• [CONSIGNE 1]
Résumez en deux phrases le texte choisi sur le film A Dangerous Method.
• [CONSIGNE 2]
Traduisez en anglais cette phrase du texte choisi : « En quinze ans, Cronenberg a gagné en sérieux et en respectabilité ce qu’il a perdu en invention, en brutalité, en visions. »

• [TEXTE CHOISI]
A Dangerous Method
Début du siècle, Zurich puis Vienne, le débutant Carl Jung (Fassbender) voit débarquer Sabina Spielrein (Knightley), une patiente diagnostiquée « hystérique ». S’inspirant des travaux de Freud (Mortensen), il tente sur la jeune femme, une Russe cultivée mais plombée par un père castrateur et un tropisme SM, ce qu’on n'appelle pas encore une psychanalyse. Dans le même temps, Freud lui envoie pour traitement un toxicomane lubrique et amoral (Cassel), qui ne va pas tarder à décoincer Jung le corseté.
Quelles contorsions critiques délirantes faudra‑t‑il, cette fois, inventer pour tenter de faire croire qu’avec son nouveau film, David Cronenberg n’a rien perdu de sa puissance, et mieux (ou pire), qu’il a atteint, encore une fois et après History of Violence et Les promesses de l’ombre (deux fois bof), une maturité complète ? Quel tour de passe‑passe rhétorique transformera l’inertie compassée du film, sa forme conventionnelle et ripolinée, en preuve d’un tumulte intérieur qui peine à affleurer ? Quel détail anodin tiré de derrière les fagots permettra de relier cette Method à Videodrome ou au Festin nu ?
Pour l’heure, on ne peut que constater la chute vertigineuse d’un auteur chéri jusqu’à Crash en 1997, film de la synthèse et point d’origine de sa dégringolade artistique (souvenez‑vous du fiasco Spider dont A Dangerous Method pourrait être le codicille immobile). Celui que la critique institutionnelle qualifiait de « pornographe » dans les années 1970 (Frissons, Rage, Chromosome 3) a fini par obtenir la reconnaissance (La mouche et Faux semblants), puis la consécration (président du Festival de Cannes en 1999). En quinze ans, Cronenberg a gagné en sérieux et en respectabilité ce qu’il a perdu en invention, en brutalité, en visions.

• [LIGNES FOURNIES]
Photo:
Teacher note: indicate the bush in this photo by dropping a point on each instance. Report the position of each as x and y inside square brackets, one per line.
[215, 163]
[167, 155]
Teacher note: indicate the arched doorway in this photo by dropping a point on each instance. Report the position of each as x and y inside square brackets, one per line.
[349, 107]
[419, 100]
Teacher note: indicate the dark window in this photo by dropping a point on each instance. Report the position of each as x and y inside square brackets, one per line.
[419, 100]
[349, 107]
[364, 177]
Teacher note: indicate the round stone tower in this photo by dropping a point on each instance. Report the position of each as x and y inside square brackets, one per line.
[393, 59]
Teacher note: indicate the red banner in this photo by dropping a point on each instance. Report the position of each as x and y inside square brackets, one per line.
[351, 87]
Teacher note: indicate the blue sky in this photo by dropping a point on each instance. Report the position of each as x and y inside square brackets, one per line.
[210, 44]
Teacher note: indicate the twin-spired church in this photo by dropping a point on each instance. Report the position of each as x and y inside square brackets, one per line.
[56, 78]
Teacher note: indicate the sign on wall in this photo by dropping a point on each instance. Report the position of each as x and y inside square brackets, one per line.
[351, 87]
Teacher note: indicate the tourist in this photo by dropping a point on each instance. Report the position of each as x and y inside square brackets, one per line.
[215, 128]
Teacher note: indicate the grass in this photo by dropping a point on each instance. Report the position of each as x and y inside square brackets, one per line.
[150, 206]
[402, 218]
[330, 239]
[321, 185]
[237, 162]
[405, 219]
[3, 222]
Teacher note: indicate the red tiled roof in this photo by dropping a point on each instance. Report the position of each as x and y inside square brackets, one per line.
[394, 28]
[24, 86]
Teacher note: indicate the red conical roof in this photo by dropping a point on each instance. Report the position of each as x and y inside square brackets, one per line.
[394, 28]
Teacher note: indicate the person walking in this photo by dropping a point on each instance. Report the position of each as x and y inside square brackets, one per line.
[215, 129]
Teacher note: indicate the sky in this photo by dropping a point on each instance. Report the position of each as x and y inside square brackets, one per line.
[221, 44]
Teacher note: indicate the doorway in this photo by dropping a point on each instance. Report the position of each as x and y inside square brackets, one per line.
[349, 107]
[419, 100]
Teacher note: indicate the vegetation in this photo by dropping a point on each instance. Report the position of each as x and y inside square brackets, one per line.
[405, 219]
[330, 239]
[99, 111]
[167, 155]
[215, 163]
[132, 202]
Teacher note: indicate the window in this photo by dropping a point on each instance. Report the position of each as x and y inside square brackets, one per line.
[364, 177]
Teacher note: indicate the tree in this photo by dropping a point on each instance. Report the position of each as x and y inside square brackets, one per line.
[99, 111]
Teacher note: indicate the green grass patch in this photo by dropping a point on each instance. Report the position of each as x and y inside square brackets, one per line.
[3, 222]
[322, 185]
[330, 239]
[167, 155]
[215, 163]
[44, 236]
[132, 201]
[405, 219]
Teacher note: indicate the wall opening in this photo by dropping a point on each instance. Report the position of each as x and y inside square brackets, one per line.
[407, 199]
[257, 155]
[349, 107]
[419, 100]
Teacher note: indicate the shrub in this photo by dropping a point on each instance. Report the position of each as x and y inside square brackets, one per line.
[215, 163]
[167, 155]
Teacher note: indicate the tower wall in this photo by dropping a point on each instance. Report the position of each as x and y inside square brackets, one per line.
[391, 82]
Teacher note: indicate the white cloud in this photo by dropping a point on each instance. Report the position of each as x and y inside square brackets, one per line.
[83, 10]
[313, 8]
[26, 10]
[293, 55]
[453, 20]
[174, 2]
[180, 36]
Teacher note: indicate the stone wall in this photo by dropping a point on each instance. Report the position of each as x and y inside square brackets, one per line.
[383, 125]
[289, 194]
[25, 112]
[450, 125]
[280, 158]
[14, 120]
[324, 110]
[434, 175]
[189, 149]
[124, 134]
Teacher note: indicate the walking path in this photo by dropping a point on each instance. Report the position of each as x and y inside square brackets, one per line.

• [VOTRE RÉPONSE 1]
Au début du siècle, le jeune Carl Jung s'inspire des travaux de Freud pour tenter sur sa patiente Sabina Spielrein ce qu'on n'appelle pas encore une psychanalyse, pendant qu'un toxicomane que Freud lui envoie ne tarde pas à le décoincer. Le texte voit dans ce film à la forme conventionnelle la chute d'un David Cronenberg qui, en quinze ans, a gagné en sérieux et en respectabilité ce qu'il a perdu en invention, en brutalité et en visions.

• [VOTRE RÉPONSE 2]
In fifteen years, Cronenberg has gained in seriousness and respectability what he has lost in invention, in brutality, in visions.